Copy the listing below without any change, from the line containing "Category: door frame" through the line containing "pixel 72 264", both of those lines included and nothing outside them.
>> Start
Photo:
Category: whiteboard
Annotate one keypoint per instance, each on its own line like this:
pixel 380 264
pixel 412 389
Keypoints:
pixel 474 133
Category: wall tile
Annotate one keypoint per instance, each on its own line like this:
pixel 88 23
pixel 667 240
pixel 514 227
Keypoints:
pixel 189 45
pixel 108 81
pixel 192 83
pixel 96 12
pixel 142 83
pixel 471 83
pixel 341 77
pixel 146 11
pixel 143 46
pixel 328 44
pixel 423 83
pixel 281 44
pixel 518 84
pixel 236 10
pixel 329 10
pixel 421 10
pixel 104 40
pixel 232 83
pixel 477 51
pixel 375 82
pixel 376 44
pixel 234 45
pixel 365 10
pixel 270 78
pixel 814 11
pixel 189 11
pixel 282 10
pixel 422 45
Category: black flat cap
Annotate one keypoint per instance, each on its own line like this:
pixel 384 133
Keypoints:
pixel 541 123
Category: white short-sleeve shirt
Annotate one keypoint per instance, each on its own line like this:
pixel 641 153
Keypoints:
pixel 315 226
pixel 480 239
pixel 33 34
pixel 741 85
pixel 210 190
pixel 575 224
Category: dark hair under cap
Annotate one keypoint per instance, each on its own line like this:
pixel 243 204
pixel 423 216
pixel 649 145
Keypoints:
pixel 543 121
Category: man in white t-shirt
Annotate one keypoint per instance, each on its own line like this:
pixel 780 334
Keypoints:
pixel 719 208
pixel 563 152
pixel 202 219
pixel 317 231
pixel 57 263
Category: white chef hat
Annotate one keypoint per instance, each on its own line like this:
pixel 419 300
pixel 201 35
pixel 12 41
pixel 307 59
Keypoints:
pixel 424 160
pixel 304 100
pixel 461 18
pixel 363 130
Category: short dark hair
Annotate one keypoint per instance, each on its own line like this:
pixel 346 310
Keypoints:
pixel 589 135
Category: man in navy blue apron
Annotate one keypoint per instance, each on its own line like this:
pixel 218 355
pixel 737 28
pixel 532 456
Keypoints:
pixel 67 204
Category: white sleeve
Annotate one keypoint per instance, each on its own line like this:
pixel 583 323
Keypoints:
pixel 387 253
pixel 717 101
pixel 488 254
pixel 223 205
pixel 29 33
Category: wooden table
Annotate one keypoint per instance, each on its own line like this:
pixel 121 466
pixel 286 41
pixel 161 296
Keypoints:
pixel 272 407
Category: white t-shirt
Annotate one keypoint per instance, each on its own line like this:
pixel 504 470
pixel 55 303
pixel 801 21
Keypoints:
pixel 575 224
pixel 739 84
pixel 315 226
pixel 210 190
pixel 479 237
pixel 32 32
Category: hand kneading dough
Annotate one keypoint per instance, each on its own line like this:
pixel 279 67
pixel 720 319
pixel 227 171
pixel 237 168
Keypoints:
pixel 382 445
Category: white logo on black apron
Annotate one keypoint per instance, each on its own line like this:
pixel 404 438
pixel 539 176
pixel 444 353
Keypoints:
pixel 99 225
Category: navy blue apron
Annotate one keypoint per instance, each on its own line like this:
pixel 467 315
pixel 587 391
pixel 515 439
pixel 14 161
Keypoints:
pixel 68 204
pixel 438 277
>> End
>> Start
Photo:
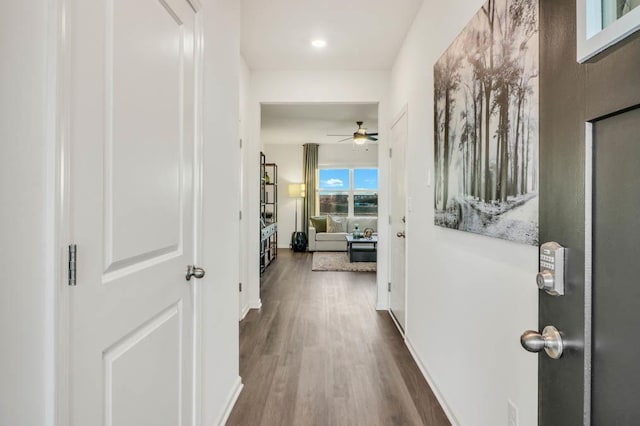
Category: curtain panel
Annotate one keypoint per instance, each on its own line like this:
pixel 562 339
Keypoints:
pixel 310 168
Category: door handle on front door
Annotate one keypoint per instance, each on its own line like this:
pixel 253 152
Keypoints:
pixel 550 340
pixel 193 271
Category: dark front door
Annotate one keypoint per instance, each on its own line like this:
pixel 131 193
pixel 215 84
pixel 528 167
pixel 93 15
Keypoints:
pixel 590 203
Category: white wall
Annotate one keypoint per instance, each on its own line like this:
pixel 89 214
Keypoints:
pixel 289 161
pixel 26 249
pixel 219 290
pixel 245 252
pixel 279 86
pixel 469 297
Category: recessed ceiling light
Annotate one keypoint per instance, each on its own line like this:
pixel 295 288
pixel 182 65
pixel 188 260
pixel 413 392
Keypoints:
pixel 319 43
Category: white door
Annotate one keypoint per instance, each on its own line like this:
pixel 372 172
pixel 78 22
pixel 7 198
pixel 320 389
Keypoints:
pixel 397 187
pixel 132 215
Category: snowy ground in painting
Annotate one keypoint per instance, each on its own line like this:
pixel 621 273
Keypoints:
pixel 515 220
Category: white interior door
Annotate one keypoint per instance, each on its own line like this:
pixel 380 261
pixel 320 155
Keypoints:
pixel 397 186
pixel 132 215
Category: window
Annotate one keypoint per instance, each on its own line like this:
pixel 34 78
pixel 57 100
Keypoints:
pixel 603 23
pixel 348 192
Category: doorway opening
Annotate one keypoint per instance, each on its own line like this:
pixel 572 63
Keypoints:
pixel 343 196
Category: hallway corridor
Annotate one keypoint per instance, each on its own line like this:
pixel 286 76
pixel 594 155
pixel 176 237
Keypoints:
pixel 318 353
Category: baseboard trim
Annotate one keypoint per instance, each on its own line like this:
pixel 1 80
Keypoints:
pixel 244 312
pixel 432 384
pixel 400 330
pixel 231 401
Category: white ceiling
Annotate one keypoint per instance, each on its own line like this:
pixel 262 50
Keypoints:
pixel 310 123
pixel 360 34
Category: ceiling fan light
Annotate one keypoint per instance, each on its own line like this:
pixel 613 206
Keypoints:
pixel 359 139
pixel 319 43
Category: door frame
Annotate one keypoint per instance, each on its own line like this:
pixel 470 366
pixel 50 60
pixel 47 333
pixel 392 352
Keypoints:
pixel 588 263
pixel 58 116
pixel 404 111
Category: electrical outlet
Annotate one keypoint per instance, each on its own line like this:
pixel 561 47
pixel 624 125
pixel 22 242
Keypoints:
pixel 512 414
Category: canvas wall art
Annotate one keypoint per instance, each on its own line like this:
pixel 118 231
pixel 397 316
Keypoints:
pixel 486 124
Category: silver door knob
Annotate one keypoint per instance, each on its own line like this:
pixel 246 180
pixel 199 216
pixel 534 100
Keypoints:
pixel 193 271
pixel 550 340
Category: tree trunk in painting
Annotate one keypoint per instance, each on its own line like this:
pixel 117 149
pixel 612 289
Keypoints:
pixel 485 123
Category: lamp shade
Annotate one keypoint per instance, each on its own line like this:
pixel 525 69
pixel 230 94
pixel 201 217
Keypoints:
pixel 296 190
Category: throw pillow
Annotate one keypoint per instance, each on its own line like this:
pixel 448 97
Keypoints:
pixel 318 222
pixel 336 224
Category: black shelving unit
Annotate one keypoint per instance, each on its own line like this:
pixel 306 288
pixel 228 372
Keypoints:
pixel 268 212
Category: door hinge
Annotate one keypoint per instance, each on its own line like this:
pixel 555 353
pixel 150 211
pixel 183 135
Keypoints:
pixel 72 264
>> End
>> Start
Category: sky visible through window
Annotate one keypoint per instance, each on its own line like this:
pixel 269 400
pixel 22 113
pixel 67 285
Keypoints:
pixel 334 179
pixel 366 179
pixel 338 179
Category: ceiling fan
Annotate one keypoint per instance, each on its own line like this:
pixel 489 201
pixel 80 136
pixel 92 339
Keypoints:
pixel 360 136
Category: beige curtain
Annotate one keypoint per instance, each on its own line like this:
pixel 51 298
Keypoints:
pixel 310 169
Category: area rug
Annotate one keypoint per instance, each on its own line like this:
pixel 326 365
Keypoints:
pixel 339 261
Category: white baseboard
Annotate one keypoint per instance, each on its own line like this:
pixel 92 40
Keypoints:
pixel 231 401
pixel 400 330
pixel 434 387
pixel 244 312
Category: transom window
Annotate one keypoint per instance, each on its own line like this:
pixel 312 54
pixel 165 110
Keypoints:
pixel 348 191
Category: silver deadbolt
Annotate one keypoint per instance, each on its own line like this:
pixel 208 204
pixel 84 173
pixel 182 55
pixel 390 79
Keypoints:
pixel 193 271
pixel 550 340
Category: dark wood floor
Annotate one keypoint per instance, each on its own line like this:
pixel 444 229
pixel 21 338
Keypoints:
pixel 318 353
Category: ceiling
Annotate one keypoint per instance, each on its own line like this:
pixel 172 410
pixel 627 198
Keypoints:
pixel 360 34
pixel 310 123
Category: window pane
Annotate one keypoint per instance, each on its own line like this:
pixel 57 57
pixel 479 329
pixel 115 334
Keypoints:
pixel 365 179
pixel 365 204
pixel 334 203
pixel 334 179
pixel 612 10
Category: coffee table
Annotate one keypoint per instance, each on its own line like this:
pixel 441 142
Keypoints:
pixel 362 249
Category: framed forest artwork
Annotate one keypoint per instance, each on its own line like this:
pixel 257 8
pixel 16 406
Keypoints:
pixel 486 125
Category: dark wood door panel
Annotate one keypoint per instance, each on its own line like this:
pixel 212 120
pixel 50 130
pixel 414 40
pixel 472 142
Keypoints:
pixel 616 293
>> End
*Response to this task*:
Category: door frame
Annotate one keypoint per instance, each on its own line like this:
pixel 470 366
pixel 50 60
pixel 47 333
pixel 392 352
Keypoints:
pixel 588 263
pixel 58 116
pixel 404 111
Category: electrical outlet
Annotate one keypoint per instance, each on its own line like this:
pixel 561 47
pixel 624 125
pixel 22 242
Keypoints:
pixel 512 414
Category: canvas wall art
Annotate one keypoint per instance, each on its own line like this:
pixel 118 231
pixel 397 316
Keypoints:
pixel 486 124
Category: silver door knob
Annotate one keypoint per instance, each on its own line like this:
pixel 246 180
pixel 199 216
pixel 534 100
Keypoints:
pixel 193 271
pixel 550 340
Category: tree trunk in painting
Annotate one keypoint per instance, each on its own line like this:
pixel 117 149
pixel 612 289
Keypoints:
pixel 485 123
Category: lamp shade
Annotate one keypoint per instance, each on its own line like this:
pixel 525 69
pixel 230 94
pixel 201 217
Keypoints:
pixel 296 190
Category: throw pillow
Annotate one keypoint per instance, each on its own line like this:
pixel 448 97
Keypoints:
pixel 318 222
pixel 336 224
Category: black shelving unit
Annotate one keypoint per instance, each on its own line like this:
pixel 306 288
pixel 228 372
Keypoints:
pixel 268 212
Category: door hinge
Annotate one keypoint per instance, each on its own line like this:
pixel 555 353
pixel 150 211
pixel 183 135
Keypoints:
pixel 72 264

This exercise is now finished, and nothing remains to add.